■ TASK DIRECTIONS: Repeat only the lines below from the one containing "instance of the sky" through the one containing "the white lighthouse", inclusive, exactly as written.

Point localization data:
'''

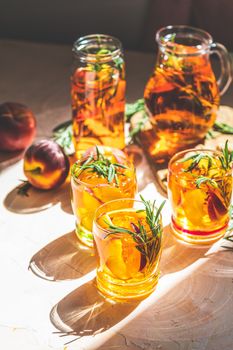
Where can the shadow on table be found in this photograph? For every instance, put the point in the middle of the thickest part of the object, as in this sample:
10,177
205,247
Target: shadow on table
37,200
192,309
85,312
63,259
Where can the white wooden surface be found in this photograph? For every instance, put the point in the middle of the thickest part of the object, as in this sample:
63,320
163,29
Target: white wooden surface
192,307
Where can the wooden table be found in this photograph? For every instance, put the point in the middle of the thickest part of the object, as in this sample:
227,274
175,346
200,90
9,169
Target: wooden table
192,307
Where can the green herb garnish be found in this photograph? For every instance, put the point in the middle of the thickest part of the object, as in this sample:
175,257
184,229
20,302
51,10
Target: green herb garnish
223,128
196,158
226,158
148,245
63,135
101,165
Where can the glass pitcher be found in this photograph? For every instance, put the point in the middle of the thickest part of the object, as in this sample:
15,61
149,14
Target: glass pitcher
182,95
98,93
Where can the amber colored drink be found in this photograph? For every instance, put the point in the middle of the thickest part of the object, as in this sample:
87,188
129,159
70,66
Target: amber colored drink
90,189
128,263
199,189
182,95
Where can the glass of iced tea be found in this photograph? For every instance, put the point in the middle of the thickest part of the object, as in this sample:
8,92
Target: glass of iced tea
182,95
200,189
127,236
102,174
98,92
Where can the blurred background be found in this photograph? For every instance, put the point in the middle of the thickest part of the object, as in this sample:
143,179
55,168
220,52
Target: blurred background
134,22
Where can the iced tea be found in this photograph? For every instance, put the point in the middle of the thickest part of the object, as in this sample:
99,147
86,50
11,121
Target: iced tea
98,93
103,174
127,236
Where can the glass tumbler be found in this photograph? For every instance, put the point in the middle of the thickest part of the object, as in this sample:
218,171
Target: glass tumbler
199,190
98,93
90,189
128,249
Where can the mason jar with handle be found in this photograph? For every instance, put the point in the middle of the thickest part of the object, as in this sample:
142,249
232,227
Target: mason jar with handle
98,93
182,95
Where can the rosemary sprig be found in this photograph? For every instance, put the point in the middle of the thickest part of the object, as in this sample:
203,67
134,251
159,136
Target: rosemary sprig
203,179
100,165
147,245
226,158
196,158
63,135
223,128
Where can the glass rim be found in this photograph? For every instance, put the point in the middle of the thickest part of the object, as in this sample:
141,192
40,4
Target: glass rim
178,155
83,42
119,200
203,47
78,181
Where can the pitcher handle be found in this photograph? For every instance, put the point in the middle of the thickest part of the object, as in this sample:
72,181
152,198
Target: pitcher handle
226,67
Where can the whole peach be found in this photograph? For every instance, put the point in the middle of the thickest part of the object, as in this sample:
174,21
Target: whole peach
46,166
17,126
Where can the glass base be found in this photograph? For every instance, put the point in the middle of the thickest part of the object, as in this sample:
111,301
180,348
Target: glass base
127,291
84,235
197,237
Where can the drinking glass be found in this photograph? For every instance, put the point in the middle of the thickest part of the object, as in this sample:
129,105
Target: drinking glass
182,94
128,248
199,189
90,189
98,92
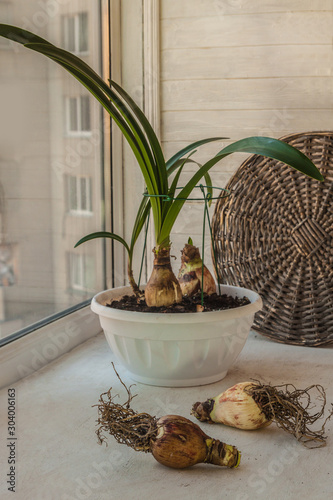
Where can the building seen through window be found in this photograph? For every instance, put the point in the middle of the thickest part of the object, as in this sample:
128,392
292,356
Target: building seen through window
51,167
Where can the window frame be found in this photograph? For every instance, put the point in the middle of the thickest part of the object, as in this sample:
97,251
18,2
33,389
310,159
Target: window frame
76,30
50,338
79,132
78,210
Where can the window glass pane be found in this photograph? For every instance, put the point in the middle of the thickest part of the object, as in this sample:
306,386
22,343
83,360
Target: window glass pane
47,176
70,33
72,192
83,204
85,113
83,32
73,115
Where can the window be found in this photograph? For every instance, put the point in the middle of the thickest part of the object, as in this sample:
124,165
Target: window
75,32
78,115
6,17
81,272
79,190
46,174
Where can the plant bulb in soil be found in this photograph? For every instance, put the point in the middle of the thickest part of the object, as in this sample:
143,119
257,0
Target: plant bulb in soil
190,273
162,288
252,405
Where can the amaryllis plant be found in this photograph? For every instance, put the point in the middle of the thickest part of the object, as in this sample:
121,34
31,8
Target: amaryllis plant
163,197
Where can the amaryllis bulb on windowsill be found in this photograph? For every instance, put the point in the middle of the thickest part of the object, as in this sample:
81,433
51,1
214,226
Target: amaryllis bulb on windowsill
190,275
252,405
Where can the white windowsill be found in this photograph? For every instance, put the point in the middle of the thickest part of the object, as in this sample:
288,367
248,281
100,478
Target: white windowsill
38,348
58,457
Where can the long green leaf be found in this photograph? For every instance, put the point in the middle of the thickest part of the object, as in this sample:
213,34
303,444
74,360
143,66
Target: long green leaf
189,148
153,140
265,146
26,38
103,234
67,61
277,149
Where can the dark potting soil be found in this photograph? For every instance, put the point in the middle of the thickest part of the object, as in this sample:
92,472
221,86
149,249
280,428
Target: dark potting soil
212,302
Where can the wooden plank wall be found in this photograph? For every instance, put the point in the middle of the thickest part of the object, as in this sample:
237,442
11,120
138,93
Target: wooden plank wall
236,68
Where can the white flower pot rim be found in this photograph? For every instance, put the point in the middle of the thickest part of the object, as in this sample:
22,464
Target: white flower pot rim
176,349
98,306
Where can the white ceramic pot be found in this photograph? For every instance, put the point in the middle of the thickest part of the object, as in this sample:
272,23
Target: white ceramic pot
176,349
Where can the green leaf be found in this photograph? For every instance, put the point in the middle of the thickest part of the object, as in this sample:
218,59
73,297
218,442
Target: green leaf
190,148
277,149
265,146
103,234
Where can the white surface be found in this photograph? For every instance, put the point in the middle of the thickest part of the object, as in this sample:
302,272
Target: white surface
58,456
177,350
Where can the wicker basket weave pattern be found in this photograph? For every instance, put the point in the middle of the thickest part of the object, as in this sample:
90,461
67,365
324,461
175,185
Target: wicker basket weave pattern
274,234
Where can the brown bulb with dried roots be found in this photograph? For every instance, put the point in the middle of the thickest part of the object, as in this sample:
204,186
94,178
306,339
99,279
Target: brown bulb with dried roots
174,441
252,405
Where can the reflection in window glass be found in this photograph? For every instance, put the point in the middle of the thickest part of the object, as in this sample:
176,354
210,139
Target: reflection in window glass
50,169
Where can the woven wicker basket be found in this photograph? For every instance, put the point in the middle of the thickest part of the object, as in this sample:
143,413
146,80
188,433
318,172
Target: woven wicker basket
274,234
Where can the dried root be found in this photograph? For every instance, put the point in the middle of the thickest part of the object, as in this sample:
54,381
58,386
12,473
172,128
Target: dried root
123,423
290,409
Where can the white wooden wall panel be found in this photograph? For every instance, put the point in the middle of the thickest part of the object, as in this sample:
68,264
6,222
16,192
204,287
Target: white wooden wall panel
235,68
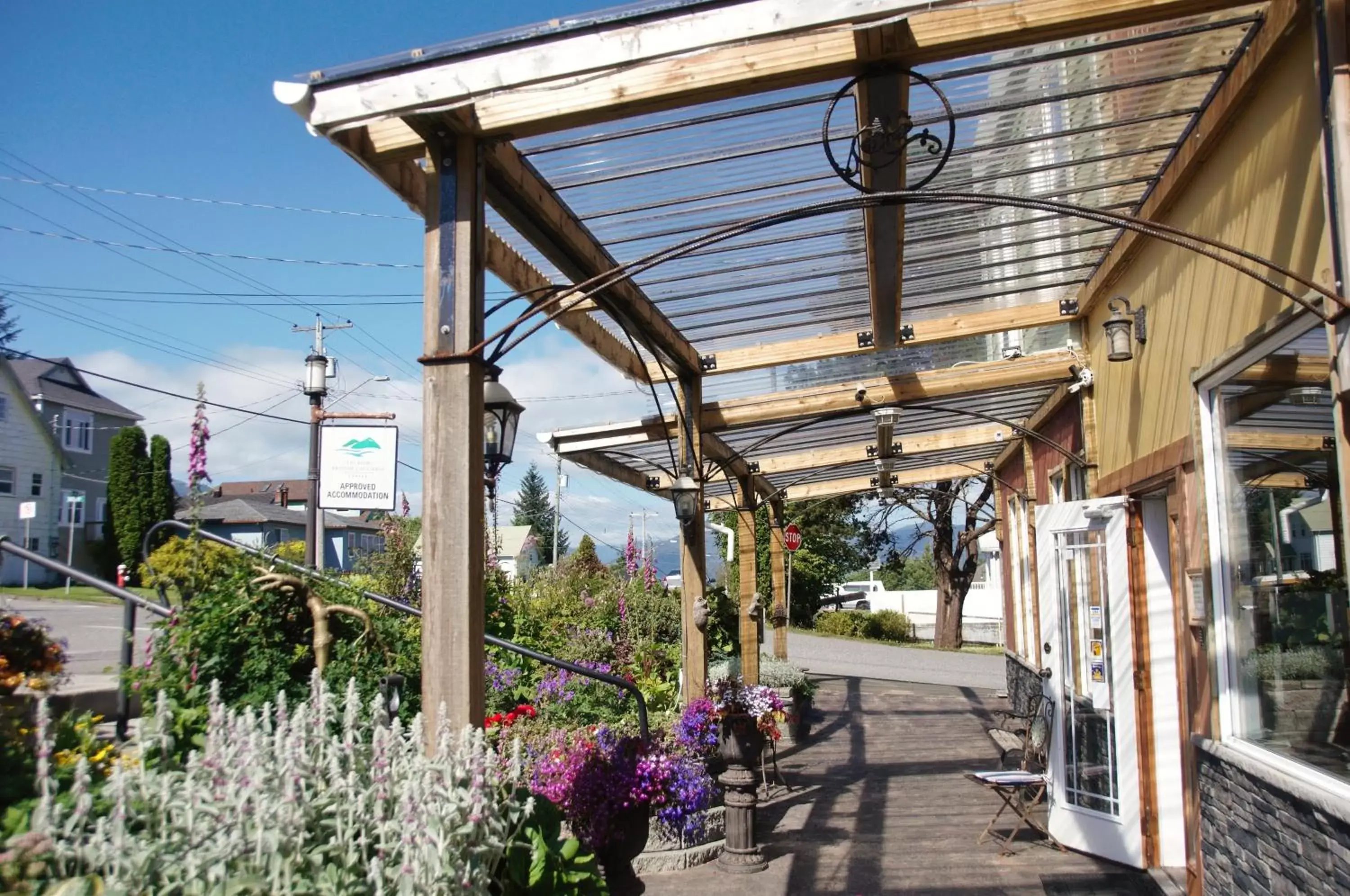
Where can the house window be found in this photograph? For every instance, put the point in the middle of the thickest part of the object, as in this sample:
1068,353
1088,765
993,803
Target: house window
77,431
1282,613
72,508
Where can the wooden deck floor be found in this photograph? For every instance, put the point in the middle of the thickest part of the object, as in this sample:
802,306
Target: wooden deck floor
879,806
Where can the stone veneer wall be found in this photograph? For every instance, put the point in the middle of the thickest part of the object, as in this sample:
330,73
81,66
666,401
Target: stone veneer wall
1267,833
1024,683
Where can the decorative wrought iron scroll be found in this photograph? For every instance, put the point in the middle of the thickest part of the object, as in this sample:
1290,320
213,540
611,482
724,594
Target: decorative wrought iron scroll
885,141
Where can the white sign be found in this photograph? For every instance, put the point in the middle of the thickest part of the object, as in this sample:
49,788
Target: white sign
357,467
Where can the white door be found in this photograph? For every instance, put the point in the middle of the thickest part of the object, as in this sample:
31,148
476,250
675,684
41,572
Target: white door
1084,596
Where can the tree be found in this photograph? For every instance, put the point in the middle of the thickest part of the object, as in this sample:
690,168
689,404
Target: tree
535,509
585,559
9,327
129,494
956,548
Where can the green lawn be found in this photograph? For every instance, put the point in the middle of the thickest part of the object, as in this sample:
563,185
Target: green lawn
921,645
81,593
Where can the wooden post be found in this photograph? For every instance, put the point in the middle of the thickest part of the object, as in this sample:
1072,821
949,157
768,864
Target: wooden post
747,551
693,563
453,438
777,556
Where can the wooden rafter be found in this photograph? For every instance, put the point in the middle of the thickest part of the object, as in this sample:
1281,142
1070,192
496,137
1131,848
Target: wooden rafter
1044,367
531,206
544,91
391,150
937,330
851,485
1280,19
858,452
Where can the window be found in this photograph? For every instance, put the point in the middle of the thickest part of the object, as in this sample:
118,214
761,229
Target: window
72,508
1282,616
77,431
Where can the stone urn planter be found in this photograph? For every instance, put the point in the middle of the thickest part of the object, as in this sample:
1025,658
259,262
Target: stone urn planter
740,743
616,857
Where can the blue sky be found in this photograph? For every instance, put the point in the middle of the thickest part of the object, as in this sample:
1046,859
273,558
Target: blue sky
176,100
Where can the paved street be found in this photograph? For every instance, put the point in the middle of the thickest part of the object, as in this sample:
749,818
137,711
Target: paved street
878,805
887,663
92,632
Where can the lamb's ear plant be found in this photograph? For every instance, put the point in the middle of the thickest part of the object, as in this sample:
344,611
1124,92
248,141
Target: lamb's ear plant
320,797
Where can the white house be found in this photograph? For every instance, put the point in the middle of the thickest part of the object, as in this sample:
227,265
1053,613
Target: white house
30,471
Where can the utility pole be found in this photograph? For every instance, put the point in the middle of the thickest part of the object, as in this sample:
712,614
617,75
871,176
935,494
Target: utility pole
316,386
558,505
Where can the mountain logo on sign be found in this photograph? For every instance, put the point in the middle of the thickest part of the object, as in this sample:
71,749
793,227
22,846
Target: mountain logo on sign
360,447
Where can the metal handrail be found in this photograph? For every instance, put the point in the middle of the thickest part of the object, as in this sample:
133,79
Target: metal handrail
130,601
407,608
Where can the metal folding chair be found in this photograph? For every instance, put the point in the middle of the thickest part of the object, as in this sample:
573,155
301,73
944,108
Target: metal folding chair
1022,790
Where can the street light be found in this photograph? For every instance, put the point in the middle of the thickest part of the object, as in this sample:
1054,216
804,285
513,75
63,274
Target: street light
686,497
501,417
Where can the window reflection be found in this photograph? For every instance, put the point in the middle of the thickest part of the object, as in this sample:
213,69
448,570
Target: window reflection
1287,610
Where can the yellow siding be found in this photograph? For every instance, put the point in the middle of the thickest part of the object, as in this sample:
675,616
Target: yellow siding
1260,189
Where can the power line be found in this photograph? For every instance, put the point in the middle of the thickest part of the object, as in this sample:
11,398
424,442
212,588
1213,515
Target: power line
202,254
194,199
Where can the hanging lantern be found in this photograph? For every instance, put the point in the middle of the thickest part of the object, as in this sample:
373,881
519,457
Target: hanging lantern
501,417
1121,327
686,496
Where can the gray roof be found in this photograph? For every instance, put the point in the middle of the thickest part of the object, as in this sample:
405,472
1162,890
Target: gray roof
260,509
58,381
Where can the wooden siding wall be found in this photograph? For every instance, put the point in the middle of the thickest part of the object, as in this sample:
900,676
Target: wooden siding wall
1066,430
1261,189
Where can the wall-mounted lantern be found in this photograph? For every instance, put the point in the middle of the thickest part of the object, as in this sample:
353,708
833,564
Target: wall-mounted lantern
1121,326
685,494
501,417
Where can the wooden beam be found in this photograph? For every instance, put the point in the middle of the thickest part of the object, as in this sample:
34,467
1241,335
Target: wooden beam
901,478
885,99
1044,367
747,554
939,330
777,573
1224,110
805,57
1292,370
454,550
693,560
1257,440
856,452
523,277
531,206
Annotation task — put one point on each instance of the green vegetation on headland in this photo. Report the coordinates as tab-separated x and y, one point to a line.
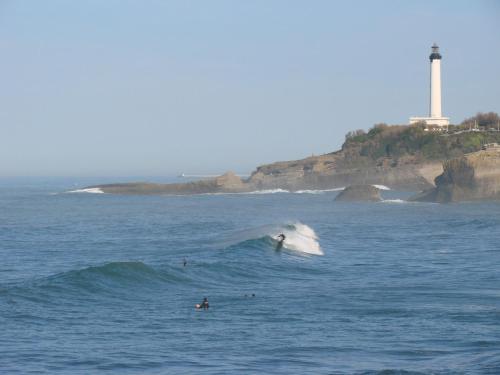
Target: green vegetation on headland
415	143
406	157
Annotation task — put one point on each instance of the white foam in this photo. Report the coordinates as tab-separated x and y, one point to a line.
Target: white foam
317	191
382	187
268	191
394	201
88	190
302	238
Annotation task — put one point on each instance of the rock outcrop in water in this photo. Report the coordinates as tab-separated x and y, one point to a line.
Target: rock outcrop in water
227	183
474	176
401	157
359	193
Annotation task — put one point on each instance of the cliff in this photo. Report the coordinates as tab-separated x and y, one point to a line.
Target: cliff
359	193
402	157
474	176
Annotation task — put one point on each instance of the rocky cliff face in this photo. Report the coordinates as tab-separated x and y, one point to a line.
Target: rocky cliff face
337	170
359	193
474	176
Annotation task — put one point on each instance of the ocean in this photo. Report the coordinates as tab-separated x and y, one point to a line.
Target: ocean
96	283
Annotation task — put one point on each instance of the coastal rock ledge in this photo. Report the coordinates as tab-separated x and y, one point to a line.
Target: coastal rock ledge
359	193
474	176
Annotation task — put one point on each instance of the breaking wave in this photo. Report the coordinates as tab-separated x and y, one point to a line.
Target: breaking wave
382	187
299	238
87	190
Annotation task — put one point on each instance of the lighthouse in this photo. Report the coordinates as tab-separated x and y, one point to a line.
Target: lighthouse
435	121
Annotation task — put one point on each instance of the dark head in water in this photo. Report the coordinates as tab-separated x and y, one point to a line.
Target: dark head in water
204	305
281	238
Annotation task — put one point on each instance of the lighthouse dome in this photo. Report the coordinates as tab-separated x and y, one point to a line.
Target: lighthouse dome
435	55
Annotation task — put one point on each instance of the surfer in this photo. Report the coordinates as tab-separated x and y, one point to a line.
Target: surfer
204	305
281	238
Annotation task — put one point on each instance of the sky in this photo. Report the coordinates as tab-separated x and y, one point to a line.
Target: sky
158	88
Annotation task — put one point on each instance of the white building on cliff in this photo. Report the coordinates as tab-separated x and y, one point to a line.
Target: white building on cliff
435	121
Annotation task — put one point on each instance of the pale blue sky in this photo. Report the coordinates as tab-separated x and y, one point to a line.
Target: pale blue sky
116	88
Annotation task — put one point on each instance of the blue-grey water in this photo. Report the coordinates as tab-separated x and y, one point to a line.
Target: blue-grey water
95	283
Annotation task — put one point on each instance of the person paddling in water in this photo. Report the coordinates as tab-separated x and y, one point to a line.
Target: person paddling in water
204	305
281	238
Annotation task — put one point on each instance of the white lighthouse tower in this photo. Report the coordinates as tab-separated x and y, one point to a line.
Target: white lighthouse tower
435	121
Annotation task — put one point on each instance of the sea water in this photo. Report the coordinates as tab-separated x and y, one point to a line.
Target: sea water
95	283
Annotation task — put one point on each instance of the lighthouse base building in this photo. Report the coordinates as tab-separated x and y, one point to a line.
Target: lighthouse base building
435	120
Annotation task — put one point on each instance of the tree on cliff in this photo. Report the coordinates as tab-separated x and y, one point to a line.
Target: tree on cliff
488	120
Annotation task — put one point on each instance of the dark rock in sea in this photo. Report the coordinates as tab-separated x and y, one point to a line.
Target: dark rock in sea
474	176
227	183
359	193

'''

■ RESULT OF THE EXERCISE:
Annotation task — put one point on each instance of the sky in this photo. Report the coordinates as tab-separated x and y, one point to a line.
Target: sky
158	88
Annotation task — put one point on each instance of the white building on cliff in this photo. Report the coordinates as tab-separated x and y, one point to a line.
Target: white building on cliff
435	121
Annotation task — put one point on each instance of the pale blue sky in this photo. Report the coordinates as tab-separated x and y, one point to a line.
Target: pale blue sky
116	88
Annotation task — put one point on each instance of the blue-grey water in this photo. Report the coordinates as tab-separated x and y, one point to a line.
Target: blue-grey water
95	283
Annotation task — put one point on each instance of the person paddling in water in this photo. Report the coordinates as tab-separated x and y, one point to a line.
Target: person paddling in water
204	305
281	238
Annotation task — put one point on each instance of the white lighthouse tower in this photo. Report the coordinates as tab-separated x and y, one point to a line.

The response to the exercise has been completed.